## BEGIN Excerpt
In this tutorial, you're going to learn about test statistics. This is the statistic that we calculate using the statistics that we already have when we're running a hypothesis test. Specifically, you will focus on:
So let's take a look. The test statistics how far a sample statistic is from the assumed parameter if the null hypothesis is true.
So when we have a hypothesized value for the parameter from the null hypothesis, we might get a statistic that's different than that number. And so that's how far it is from that parameter. It's measured in terms of how many standard deviations from the mean of the sampling distribution that statistic happens to be. So all that's saying is it's a z-score.
Test statistic is equal to the statistic minus the parameter. That's how far away in absolute distance. And then how many standard deviations is it? It's that difference divided by the standard deviation of the statistic.
The means of the statistic that you obtain is a sample mean (an "x" with a bar over it, or called "x-bar").
The parameter from the null hypothesis is the hypothesized population mean mu.
The standard deviation of the statistic that you have is sigma over square root of n.
Therefore, the z-statistic that you can calculate is your test statistic. And its x bar minus mu over this fraction.
Meanwhile, for proportions, the statistic that we obtained from a sample is a sample proportion, p hat.
The parameter from our null hypothesis ia value, p. And the standard deviation of the p hat statistic is going to be the square root, square root of p times q, which is 1 minus p over n-- all of that inside the square root.
And so what we obtain is another z-statistic. The z-statistic is p hat minus p from the null hypothesis divided by that fraction.
What does this look like? Both these situations have conditions under which they're normally distributed. So you can use the normal distribution to analyze and make a decision about the null hypothesis.
The normal curve above operates under the assumption that the null hypothesis is in fact true.
If you're dealing with means, the mean is highlighted in the red box below:
The standard deviation of the sampling distribution is sigma over square root of n and is found highlighted in the red box below:
Perhaps your x bar is over to the right as indicated below. The test statistic will become a z-score. What you are going to find is what's called a p-value, the probability that you would get an x bar at least as high-- in this particular case, it's one sided-- as you got if the mean really is over here, mu.
We could do that, or if it was a two sided test, it would look like this:
Another way to determine statistical significance not using a p-value would be with what's called a critical value. This corresponds to the number of standard deviations away from the mean that you're willing to attribute to chance.
You might say that anything within this green area here is a typical value for x bar.
You are willing to attribute any deviations from mu to chance if it's in this green region. This is the most typical 95 percent of values. If it's outside that region, it would be within the most unusual 5%.
And so you would be more willing to reject the null hypothesis in that case. A test statistic far, meaing z-statistic, that's far from 0, provides evidence against the null hypothesis.
So one way would be to say all right, well, if it's further than two standard deviations, and it's in the outermost 5%, I'm going to reject the null hypothesis. And if it's in the most innermost 95 percent, I will fail to reject the null hypothesis.
And with two-tailed tests like the image above, the critical values are actually symmetric around the mean. That means that if you use positive 2 here, you would be using negative 2 here.
## END Excerpt
§ Required tasks:
1 – Answer these questions about the test statistics tutorial:
(a) What is the standard deviation of the statistic when the statistic is a sample mean?
(b) For proportions, what statistic is obtained from a sample?
(c) In a two-tailed test using positive 2 as one critical value, what is the other critical value?
2 – Continue the test statistics tutorial from where it stops.
The items that follow have no connection to the test statistics tutorial.
## BEGIN Data excerpts
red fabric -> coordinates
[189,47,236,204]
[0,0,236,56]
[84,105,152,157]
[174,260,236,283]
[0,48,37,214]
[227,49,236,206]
## END Data excerpts
§ Answers:
1 –
(a) Sigma over the square root of n.
(b) A sample proportion, p hat.
(c) Negative 2.

2 –
There are some very common critical values that we use. The most common cutoff points are at 5%, 1%, and 10%. So if it's two-tailed, that was 1.96. I know we were saying two standard deviations on either side, but that is actually 1.96 standard deviations away.
If you were doing a one-tailed test with 0.05 as your significance level or a two-tailed test with rejecting the null hypothesis if it's among the most 10% extreme values, you'd use z-statistic critical value of 1.645.
If you were doing a one-tailed test and you wanted to reject the most extreme 10% of values on one side, you'd use 1.282 for your critical value, or if you wanted to use 1%, two-tailed, it would be 2.576, or one-tailed, the 1% value would be 2.326.
When you run a hypothesis test with the critical value, you should state it as a decision rule.
So for instance, you say something like, "I will reject the null hypothesis if the test statistic z is greater than 2.33". That's the same as saying that on a right-tailed test-- note this is one-tailed, because you're saying that the rejection region is on the right side of the normal curve.
This would be a right tailed test saying to reject the null hypothesis if the sample mean is among the highest 1% of all sample means that would occur by chance.
The decision rule, the area where the red and blue boxes overlap is your line in the sand. Anything less than that will fail to reject the null hypothesis and attribute whatever differences exist for a mu to chance.
Anything higher than 2.33 for a test statistic, you will reject the null hypothesis and not attribute the difference from mu to chance.
We talked about test statistics, both of which were z's, p-values, which were the probabilities that you would get a statistic as extreme as what you've got by chance, and the critical values, which is our lines in the sand whereby if we exceed that number with our test statistic, we'll reject the null hypothesis.
When we actually go through a hypothesis test, we convert our sample statistic obtained, which is either x bar or p hat, into a test statistic, both of which are z's. We can then use the sampling distribution, which is approximately normal, to determine if our sample statistic is unusual or not, unusually high or unusually low or just unusually different, given that the null hypothesis is in fact true.
We can decide on different critical values based on how sure we want to be that the difference actually exists-- so different levels of what we would consider unusual. Do we need it to be among the highest 1% or the highest 5%? We can make that decision. And if our test statistic exceeds the critical value, we'll reject the null hypothesis. And that's our decision rule
Source: This work adapted from Sophia Author Jonathan Osters.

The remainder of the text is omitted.